### WORK TO COMPLETE
Only the lines from the line containing "indicate the turquoise" to the end of the entries should be repeated, exactly as they appear.

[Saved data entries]
==================================================

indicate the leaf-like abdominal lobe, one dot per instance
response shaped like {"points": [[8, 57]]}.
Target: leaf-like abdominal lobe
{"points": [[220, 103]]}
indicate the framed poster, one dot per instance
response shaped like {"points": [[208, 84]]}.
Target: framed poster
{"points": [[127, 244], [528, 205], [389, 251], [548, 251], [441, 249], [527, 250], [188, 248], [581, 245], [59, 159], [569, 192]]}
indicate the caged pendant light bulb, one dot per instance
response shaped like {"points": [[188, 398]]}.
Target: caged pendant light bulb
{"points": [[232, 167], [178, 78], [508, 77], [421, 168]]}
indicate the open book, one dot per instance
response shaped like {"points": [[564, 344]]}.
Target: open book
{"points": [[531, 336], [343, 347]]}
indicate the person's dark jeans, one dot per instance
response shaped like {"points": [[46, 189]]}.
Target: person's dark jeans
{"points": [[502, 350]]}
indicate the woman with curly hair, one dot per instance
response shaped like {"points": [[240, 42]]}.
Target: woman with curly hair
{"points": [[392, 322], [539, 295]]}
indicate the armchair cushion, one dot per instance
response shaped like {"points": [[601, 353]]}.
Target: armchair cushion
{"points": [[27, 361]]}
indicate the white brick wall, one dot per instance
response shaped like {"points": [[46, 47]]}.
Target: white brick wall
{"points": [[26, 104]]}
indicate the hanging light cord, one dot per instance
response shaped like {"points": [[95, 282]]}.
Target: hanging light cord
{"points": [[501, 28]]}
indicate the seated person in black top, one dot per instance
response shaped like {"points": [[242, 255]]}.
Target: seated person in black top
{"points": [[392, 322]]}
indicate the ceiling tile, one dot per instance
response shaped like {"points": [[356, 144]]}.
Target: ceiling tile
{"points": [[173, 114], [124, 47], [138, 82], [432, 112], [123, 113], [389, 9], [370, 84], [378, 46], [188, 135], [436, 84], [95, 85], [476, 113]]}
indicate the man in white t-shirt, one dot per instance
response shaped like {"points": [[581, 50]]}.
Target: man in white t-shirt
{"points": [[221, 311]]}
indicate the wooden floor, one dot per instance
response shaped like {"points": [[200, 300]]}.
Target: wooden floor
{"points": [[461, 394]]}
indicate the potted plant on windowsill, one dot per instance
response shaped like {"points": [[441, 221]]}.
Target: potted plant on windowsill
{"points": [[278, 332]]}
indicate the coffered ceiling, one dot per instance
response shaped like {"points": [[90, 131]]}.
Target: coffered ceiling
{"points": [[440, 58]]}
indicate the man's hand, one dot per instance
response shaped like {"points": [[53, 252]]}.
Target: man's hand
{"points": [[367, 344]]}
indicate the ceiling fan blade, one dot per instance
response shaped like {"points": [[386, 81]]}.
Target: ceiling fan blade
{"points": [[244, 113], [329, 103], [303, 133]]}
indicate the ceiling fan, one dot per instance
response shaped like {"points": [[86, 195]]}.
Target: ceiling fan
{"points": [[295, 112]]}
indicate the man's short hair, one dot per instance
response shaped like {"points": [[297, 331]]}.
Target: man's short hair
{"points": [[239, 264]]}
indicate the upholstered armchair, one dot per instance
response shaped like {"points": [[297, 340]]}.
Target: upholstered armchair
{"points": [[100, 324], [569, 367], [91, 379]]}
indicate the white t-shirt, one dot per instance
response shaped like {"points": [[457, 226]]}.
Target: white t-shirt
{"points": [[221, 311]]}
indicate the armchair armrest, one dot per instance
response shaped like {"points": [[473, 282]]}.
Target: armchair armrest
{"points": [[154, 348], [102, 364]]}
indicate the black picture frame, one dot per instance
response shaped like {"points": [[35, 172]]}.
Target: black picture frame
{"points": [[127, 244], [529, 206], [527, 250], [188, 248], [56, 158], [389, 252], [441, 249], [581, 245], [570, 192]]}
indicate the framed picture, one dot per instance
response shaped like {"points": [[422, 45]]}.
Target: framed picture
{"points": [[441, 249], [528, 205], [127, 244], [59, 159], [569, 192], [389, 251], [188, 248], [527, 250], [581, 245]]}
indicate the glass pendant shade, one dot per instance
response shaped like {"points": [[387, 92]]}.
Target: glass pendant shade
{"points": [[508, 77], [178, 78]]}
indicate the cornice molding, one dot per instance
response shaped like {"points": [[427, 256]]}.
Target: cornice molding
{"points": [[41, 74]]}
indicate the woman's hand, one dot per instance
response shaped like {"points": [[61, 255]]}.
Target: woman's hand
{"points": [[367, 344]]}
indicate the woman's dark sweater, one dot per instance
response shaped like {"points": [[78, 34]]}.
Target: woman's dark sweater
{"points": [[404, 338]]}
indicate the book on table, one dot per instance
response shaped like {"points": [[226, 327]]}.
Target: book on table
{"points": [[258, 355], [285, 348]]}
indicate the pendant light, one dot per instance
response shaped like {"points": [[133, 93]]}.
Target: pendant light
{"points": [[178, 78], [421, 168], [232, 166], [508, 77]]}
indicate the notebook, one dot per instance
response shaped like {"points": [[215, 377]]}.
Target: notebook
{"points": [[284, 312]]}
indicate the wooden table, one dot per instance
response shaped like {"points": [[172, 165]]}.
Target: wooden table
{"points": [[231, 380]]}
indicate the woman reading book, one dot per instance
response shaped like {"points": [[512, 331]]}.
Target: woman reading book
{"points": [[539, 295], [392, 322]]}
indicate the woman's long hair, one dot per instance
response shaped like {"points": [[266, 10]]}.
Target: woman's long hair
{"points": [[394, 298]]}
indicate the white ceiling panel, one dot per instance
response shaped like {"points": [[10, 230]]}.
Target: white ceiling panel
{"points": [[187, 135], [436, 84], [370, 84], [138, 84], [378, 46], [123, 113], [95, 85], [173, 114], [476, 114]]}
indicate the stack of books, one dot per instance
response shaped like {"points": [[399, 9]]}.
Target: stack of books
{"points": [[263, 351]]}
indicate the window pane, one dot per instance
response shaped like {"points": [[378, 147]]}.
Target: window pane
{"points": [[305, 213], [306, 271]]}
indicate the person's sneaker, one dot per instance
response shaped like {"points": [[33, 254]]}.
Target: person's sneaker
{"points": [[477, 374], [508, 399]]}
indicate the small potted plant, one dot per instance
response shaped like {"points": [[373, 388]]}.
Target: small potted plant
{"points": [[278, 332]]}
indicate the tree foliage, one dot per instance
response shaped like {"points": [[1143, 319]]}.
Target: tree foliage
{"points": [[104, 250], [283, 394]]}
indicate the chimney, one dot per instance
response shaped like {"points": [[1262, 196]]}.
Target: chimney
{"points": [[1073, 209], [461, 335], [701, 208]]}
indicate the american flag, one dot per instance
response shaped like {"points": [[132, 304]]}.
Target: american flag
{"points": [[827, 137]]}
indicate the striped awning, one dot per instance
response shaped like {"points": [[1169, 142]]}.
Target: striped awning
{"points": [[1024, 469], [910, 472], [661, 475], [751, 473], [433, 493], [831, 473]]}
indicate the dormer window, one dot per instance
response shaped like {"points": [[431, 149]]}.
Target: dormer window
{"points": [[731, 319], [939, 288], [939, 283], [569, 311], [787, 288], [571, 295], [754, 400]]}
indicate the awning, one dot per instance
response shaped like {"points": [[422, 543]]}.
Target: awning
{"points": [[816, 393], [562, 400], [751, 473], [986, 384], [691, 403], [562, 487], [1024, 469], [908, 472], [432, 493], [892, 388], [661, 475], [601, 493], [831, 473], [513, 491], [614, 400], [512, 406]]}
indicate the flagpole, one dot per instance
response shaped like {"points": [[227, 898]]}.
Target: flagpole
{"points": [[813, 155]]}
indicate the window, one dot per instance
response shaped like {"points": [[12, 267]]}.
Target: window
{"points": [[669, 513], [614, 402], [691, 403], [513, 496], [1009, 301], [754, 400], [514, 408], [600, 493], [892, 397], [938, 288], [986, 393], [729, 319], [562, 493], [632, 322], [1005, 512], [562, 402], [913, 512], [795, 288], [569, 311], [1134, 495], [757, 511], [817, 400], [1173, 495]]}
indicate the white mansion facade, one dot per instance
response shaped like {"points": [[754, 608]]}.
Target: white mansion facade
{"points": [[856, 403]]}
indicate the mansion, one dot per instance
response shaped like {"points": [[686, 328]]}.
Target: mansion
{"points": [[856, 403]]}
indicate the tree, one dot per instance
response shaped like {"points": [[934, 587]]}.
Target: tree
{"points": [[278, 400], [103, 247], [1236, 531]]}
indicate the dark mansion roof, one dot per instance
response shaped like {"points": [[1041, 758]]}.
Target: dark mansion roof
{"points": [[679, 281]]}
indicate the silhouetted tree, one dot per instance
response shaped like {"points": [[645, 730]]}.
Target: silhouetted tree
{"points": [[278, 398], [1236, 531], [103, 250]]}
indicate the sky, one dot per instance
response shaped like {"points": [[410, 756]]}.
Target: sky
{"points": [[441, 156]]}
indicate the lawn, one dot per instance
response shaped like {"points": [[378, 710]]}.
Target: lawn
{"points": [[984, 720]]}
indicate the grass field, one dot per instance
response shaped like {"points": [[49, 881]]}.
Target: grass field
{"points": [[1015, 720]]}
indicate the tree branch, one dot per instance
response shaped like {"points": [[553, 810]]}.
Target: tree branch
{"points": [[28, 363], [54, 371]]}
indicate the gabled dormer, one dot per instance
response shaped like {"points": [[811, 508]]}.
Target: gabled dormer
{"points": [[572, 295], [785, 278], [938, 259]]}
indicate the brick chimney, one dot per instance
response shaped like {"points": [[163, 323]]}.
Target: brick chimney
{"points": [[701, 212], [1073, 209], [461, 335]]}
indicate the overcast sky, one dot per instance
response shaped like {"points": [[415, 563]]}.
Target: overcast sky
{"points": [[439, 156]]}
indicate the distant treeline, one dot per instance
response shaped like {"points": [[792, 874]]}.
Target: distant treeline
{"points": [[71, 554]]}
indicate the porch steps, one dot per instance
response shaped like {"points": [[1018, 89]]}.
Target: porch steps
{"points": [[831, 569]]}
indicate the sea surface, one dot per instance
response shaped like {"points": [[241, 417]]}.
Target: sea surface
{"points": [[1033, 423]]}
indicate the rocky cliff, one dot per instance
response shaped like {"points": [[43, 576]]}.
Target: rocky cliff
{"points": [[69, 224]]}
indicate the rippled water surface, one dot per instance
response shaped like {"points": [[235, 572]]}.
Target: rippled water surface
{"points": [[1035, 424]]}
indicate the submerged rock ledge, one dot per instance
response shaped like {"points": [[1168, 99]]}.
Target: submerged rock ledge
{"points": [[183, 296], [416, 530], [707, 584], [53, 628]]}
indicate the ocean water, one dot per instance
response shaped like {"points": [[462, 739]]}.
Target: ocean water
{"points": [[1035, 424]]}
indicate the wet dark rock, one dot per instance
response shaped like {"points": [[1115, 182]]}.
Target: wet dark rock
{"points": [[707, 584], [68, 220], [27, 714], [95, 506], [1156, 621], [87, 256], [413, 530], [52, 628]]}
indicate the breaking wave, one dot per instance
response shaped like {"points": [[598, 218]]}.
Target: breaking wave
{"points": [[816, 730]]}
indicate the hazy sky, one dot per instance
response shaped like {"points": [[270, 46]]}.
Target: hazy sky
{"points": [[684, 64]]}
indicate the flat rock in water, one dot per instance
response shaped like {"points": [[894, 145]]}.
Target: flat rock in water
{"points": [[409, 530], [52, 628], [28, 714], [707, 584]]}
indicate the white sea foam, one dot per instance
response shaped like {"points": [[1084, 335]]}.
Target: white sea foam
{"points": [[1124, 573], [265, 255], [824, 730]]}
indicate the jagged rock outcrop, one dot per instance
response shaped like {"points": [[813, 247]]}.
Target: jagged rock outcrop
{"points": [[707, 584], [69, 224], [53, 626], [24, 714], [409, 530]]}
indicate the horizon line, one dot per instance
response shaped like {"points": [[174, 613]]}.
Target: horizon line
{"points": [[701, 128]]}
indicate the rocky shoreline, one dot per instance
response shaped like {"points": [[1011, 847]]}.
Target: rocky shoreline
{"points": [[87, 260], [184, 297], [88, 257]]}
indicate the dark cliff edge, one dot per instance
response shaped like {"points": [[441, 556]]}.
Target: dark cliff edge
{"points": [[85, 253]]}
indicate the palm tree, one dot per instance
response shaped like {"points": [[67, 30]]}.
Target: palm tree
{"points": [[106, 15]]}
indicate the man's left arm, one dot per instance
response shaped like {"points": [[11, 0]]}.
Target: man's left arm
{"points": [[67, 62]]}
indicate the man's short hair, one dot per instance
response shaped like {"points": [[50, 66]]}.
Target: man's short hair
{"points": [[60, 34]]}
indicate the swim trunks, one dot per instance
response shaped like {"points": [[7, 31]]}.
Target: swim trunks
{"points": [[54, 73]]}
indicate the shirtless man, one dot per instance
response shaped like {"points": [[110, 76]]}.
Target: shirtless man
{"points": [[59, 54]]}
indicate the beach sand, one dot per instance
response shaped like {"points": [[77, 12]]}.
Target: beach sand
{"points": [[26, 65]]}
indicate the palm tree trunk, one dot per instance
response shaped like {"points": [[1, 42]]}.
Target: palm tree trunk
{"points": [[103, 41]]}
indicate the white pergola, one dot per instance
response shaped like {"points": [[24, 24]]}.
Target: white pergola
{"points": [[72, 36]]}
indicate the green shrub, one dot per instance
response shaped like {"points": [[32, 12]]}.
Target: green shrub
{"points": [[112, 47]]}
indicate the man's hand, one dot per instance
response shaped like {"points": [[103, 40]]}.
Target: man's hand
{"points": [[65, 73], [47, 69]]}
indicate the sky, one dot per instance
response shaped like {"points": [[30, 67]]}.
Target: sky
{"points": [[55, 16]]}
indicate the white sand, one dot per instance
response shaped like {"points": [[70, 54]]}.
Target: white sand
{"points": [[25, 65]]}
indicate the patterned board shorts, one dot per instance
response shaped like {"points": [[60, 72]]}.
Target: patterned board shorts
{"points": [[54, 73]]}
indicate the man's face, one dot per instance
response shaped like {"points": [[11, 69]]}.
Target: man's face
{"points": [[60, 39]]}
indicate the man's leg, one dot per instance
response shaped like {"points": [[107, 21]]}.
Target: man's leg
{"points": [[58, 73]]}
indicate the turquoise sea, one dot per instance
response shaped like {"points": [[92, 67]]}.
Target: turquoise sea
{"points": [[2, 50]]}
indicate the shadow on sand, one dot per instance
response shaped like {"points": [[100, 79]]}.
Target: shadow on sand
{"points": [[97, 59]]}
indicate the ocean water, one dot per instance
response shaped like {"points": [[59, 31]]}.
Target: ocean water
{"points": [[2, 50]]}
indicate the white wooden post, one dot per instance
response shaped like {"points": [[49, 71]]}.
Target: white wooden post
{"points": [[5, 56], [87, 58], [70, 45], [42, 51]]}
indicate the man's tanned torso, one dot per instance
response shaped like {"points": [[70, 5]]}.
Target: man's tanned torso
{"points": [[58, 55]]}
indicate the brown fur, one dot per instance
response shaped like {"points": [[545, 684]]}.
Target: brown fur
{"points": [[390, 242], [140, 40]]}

==================================================

### COMPLETE OUTPUT
indicate the turquoise sea, one dot per instance
response shaped like {"points": [[92, 67]]}.
Target: turquoise sea
{"points": [[2, 50]]}
indicate the shadow on sand, one dot per instance
response shaped like {"points": [[100, 79]]}.
Target: shadow on sand
{"points": [[97, 59]]}
indicate the ocean water, one dot per instance
response shaped like {"points": [[59, 31]]}.
Target: ocean water
{"points": [[2, 50]]}
indicate the white wooden post, one dot per instance
response shaped like {"points": [[49, 71]]}.
Target: white wooden post
{"points": [[5, 56], [87, 58], [70, 45], [42, 51]]}
indicate the man's tanned torso, one dot per instance
response shaped like {"points": [[70, 5]]}.
Target: man's tanned torso
{"points": [[58, 55]]}
indicate the brown fur, one dot per instance
response shaped like {"points": [[545, 684]]}.
Target: brown fur
{"points": [[390, 242], [140, 40]]}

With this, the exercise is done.